**Extracted records**:
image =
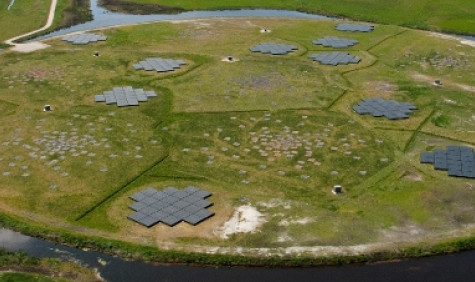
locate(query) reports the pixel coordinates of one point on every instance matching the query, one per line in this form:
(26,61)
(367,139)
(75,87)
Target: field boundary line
(121,188)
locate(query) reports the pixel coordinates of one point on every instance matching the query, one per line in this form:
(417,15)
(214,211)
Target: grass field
(272,132)
(451,16)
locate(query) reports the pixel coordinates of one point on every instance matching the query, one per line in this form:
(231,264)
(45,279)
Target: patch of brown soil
(380,87)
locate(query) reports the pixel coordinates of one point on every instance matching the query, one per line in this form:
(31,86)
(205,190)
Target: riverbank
(437,15)
(380,253)
(18,266)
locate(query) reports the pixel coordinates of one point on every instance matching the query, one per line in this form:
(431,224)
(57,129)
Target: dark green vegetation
(272,132)
(440,15)
(20,267)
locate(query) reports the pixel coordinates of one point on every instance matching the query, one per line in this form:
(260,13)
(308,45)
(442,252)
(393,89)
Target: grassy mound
(271,132)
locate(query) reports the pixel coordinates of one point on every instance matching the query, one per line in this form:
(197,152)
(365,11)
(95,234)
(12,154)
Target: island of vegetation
(269,136)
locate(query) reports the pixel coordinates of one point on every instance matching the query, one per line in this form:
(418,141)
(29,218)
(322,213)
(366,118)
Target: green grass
(452,16)
(215,124)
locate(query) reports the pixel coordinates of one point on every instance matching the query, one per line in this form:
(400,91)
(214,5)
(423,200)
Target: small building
(337,189)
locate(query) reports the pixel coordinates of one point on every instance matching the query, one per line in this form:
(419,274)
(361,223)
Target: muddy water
(455,267)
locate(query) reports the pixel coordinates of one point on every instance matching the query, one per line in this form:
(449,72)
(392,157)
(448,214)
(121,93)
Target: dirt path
(33,46)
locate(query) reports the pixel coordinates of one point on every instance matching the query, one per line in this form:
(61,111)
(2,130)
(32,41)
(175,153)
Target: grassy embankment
(214,110)
(441,15)
(29,15)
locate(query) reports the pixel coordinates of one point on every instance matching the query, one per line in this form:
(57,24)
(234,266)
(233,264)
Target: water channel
(104,18)
(454,267)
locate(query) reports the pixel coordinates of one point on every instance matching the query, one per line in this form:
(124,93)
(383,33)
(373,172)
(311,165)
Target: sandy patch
(427,78)
(301,221)
(448,101)
(402,233)
(29,47)
(229,59)
(244,220)
(273,203)
(451,37)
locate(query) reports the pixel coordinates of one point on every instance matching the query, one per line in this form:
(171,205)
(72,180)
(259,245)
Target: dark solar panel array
(378,107)
(335,58)
(273,48)
(84,38)
(457,160)
(170,206)
(335,42)
(125,96)
(159,64)
(354,27)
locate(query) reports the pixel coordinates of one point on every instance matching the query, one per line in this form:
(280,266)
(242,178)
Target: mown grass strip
(110,196)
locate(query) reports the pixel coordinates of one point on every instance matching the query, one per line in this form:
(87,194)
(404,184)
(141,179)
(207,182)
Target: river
(453,267)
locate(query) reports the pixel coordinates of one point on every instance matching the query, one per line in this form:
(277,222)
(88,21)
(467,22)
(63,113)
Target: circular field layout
(265,138)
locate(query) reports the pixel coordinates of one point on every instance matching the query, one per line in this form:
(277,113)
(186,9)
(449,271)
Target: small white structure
(337,189)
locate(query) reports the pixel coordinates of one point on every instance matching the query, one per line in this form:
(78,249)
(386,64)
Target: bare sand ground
(33,46)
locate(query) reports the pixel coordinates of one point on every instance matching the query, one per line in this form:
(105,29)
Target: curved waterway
(453,267)
(105,18)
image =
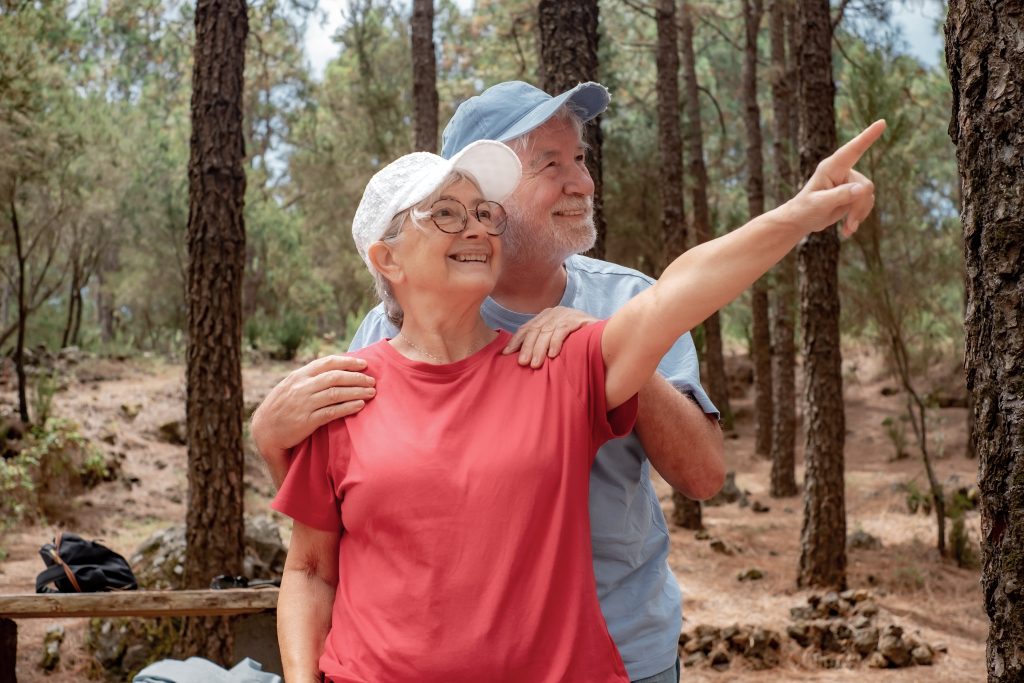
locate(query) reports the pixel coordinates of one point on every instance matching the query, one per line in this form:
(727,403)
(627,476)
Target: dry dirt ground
(930,597)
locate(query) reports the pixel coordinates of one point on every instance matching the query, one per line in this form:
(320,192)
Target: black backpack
(77,565)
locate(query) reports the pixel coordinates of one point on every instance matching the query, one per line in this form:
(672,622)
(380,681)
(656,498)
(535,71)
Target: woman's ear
(384,261)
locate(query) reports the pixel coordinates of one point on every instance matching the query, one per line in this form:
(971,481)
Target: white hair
(418,216)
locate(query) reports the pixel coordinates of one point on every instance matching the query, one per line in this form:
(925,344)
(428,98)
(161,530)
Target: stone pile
(832,631)
(718,648)
(123,646)
(841,630)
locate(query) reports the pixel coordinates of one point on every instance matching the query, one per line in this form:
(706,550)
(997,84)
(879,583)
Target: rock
(867,608)
(720,546)
(751,574)
(130,411)
(861,540)
(877,660)
(123,646)
(719,657)
(923,655)
(730,493)
(70,354)
(51,647)
(107,642)
(830,605)
(861,622)
(694,659)
(801,612)
(865,640)
(892,646)
(854,596)
(173,432)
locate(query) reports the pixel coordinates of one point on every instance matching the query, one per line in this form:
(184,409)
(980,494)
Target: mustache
(584,204)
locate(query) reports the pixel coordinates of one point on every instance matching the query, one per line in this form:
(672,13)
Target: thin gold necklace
(421,350)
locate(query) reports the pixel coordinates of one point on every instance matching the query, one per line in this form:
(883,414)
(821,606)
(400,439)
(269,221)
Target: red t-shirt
(462,494)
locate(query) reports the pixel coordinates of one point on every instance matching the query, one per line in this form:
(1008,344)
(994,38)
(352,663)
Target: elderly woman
(441,534)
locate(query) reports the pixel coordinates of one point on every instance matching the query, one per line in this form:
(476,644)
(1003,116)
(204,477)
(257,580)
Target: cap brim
(589,100)
(493,165)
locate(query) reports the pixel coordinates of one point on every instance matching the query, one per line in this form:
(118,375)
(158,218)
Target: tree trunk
(686,512)
(74,299)
(424,76)
(761,346)
(822,556)
(23,312)
(568,41)
(783,442)
(985,58)
(216,252)
(670,145)
(717,382)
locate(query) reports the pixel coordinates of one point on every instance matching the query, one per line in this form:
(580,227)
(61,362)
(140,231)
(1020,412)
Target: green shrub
(54,463)
(291,333)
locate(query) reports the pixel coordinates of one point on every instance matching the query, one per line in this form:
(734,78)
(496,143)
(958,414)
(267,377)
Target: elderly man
(550,224)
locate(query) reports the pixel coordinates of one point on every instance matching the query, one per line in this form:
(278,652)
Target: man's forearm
(683,443)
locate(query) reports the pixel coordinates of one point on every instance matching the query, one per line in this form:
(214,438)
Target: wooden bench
(231,602)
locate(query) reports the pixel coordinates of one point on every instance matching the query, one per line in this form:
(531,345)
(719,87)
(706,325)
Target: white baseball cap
(410,179)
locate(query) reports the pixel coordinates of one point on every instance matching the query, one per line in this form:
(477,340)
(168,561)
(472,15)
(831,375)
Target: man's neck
(530,288)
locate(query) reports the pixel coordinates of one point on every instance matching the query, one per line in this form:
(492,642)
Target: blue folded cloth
(198,670)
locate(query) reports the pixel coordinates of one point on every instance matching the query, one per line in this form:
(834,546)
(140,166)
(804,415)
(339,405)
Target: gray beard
(523,245)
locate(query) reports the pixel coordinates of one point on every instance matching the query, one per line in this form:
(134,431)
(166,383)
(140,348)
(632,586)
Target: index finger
(335,361)
(850,154)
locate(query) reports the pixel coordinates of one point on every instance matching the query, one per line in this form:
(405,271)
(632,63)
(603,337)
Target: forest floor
(928,596)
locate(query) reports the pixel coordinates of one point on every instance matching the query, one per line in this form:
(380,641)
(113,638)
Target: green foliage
(54,463)
(961,547)
(94,126)
(291,332)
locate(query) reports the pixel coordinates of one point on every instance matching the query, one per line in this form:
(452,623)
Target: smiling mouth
(469,258)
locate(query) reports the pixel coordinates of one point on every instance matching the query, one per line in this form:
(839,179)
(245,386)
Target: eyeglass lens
(451,216)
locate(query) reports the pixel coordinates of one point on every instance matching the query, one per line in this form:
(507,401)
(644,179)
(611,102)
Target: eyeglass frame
(465,216)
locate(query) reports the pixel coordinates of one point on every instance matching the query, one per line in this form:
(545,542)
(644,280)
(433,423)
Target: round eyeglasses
(452,216)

**Instructions to follow**: Collect each line in the items above that contains the string "elderly". Case counts.

**Full response**:
Target: elderly woman
Target: elderly man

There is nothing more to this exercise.